--- What this task involves ---
In the heart failure news text, change "aldosterone antagonists" to "mineralocorticoid receptor antagonists" in the part starting at "In another study, researchers" and ending at "rates for hyperkalemia.", then write out that part again.

Home News Briefs Conflicting evidence in heart failure treatment

Conflicting evidence in heart failure treatment

Published in the January 2013 issue of Today’s Hospitalist

Treating heart failure: which studies to believe?

TWO RECENT OBSERVATION STUDIES contradict findings from randomized, controlled trials in terms of the efficacy of heart failure treatments. In one study, Swedish researchers looked at registry data for nearly 42,000 patients with heart failure and preserved ejection fractions. They found that the use of ACE inhibitors or ARBs was associated with lower all-cause one-year mortality, although several randomized trials have found no mortality benefit from those agents.

In another study, researchers analyzing Medicare claims data found no survival benefit at three years from giving heart failure patients with reduced ejection fractions aldosterone antagonists at discharge.

According to the authors of that study, randomized trials had found the therapy to be “highly efficacious.” The authors did find that patients treated with aldosterone antagonists had fewer heart failure readmissions at three years, but not lower rates of cardiovascular readmissions. Patients treated with aldosterone antagonists also had higher 30-day readmission rates for hyperkalemia.

Both studies were published in the Nov. 28, 2012, Journal of the American Medical Association.

The high costs of ED crowding

IN WHAT MAY BE THE LARGEST STUDY to date to quantify poor outcomes associated with emergency department crowding, researchers say that patients coming to crowded EDs have a 5% greater risk of in-hospital mortality than those who visit the same hospitals when they’re less crowded. Patients visiting crowded EDs also rack up 1% more in higher costs.

In a retrospective analysis, researchers reviewed data on more than 995,000 ED visits to nearly 190 hospitals in California in 2007. The study used hours of ambulance diversion as a measure of ED crowding. Results were posted online in December by the Annals of Emergency Medicine.

In addition to finding higher mortality risk associated with patients visiting more crowded EDs, the study found that greater crowding was associated with a modest increase in LOS. Over the course of the period studied, the authors estimate that ED crowding contributed to 300 excess deaths, 6,200 preventable hospital days and $17 million in additional costs.

According to the authors, their findings suggest that ED crowding is “a marker of worse care” for ED patients who might need to be admitted to the hospital.

Mixed marks for shorter teaching rotations

RESEARCHERS AT A CHICAGO TEACHING HOSPITAL who randomized internal medicine attendings to either two- or four-week teaching rotations found that attendings significantly preferred shorter stints. Trainees, however, did not.

The year-long study, which was published in the Dec. 5, 2012, Journal of the American Medical Association, found that attendings working four-week rotations were twice as likely to report burnout and exhaustion as those working only two weeks. However, residents and medical students felt that having attendings on for only two weeks hurt their relationship with their teachers.

(Source records)
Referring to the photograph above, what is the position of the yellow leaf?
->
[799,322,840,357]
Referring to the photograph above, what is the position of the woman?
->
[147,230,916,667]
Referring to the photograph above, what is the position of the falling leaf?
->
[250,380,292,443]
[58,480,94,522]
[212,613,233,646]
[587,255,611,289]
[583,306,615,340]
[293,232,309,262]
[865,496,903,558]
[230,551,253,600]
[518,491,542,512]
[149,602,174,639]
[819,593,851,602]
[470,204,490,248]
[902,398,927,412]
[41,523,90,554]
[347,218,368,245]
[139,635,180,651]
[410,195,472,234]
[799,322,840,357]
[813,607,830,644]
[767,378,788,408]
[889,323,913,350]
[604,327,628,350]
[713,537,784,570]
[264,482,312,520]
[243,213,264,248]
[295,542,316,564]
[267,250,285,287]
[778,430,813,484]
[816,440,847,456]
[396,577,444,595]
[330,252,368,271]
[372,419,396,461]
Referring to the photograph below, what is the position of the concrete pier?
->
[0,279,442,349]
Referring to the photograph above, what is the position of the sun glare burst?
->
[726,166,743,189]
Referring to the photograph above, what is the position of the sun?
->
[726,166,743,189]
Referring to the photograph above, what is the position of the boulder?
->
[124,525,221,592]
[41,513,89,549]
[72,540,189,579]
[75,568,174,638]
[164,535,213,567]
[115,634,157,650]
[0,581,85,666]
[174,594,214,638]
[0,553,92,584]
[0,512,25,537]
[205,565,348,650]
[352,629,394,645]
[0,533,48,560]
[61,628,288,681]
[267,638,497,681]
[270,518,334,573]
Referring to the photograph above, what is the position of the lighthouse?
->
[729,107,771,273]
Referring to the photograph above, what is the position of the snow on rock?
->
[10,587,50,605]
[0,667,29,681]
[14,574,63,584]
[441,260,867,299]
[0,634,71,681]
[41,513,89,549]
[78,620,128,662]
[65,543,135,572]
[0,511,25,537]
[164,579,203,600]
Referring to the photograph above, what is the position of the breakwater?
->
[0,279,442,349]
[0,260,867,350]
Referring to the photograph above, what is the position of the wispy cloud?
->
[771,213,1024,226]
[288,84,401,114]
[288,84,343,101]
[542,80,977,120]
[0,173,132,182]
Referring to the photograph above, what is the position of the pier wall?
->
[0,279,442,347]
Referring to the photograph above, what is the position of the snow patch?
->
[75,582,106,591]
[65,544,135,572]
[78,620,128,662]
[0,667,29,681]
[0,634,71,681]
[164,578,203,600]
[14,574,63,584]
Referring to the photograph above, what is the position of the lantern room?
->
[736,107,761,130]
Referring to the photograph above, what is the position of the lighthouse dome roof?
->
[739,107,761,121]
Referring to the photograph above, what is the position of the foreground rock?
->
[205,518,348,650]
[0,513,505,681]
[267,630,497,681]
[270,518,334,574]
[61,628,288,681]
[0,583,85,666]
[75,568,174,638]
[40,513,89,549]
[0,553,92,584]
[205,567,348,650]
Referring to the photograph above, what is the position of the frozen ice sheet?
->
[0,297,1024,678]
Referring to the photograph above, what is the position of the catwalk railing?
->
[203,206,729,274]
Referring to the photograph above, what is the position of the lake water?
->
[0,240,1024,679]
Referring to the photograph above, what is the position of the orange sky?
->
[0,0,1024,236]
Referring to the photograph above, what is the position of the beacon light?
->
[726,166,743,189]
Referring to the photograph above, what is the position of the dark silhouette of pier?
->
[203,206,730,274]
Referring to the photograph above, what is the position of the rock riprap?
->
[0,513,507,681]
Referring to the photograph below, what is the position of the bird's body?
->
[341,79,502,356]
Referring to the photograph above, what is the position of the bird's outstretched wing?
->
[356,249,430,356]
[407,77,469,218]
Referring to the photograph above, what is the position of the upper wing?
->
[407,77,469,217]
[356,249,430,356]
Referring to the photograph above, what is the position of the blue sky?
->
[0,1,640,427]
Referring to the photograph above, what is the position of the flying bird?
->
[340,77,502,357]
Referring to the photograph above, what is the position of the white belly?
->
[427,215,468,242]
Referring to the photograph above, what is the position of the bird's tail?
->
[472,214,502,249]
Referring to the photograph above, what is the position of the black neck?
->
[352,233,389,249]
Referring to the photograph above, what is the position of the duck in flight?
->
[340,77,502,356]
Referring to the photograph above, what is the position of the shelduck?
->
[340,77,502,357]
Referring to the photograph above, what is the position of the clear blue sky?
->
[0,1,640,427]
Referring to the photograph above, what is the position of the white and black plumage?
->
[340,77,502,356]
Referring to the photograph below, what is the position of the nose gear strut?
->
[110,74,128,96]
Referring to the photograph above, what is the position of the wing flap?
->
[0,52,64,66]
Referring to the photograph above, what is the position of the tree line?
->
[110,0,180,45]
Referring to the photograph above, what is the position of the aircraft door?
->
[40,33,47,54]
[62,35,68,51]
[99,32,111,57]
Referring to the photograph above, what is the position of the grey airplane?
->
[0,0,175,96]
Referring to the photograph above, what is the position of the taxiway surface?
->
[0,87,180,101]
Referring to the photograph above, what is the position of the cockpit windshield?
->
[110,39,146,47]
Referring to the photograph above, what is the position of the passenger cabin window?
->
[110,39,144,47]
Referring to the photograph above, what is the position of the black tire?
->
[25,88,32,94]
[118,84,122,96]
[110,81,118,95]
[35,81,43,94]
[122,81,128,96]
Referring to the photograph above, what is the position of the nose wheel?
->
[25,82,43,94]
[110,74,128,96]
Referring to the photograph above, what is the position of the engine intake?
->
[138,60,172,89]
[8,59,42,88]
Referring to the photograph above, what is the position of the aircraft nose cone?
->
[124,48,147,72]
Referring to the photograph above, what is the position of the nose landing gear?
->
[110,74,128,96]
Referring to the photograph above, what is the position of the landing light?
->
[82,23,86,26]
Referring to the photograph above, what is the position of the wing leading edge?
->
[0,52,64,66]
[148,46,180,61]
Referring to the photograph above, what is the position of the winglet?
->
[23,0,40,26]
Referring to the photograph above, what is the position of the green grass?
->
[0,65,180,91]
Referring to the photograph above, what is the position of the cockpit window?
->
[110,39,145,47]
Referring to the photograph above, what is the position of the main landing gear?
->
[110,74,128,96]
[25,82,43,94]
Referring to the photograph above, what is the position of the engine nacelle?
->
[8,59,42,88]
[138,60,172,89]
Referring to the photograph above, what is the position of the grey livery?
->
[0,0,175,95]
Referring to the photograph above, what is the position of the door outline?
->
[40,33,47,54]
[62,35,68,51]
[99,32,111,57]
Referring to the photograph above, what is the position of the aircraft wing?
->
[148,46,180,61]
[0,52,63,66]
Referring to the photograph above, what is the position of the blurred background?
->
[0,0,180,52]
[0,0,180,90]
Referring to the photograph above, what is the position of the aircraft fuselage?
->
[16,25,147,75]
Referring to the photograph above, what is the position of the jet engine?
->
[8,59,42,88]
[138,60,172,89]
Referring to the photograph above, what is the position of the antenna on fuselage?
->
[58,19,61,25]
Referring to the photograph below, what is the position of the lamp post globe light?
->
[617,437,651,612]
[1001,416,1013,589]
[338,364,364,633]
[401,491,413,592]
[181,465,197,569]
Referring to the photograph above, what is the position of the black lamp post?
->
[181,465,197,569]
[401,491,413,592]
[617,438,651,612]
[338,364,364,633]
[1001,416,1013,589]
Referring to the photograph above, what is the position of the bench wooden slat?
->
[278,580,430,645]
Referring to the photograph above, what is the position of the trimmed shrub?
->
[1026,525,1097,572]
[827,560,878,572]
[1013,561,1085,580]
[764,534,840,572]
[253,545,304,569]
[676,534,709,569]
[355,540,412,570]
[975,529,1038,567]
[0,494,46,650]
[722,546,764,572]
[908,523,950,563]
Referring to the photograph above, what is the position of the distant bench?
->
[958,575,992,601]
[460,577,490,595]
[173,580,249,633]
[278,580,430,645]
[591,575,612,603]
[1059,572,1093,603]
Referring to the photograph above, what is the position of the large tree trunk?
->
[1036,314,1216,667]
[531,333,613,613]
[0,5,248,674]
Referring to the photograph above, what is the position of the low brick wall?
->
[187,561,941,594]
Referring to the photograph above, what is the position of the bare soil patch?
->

--- The answer ---
In another study, researchers analyzing Medicare claims data found no survival benefit at three years from giving heart failure patients with reduced ejection fractions mineralocorticoid receptor antagonists at discharge.

According to the authors of that study, randomized trials had found the therapy to be “highly efficacious.” The authors did find that patients treated with mineralocorticoid receptor antagonists had fewer heart failure readmissions at three years, but not lower rates of cardiovascular readmissions. Patients treated with mineralocorticoid receptor antagonists also had higher 30-day readmission rates for hyperkalemia.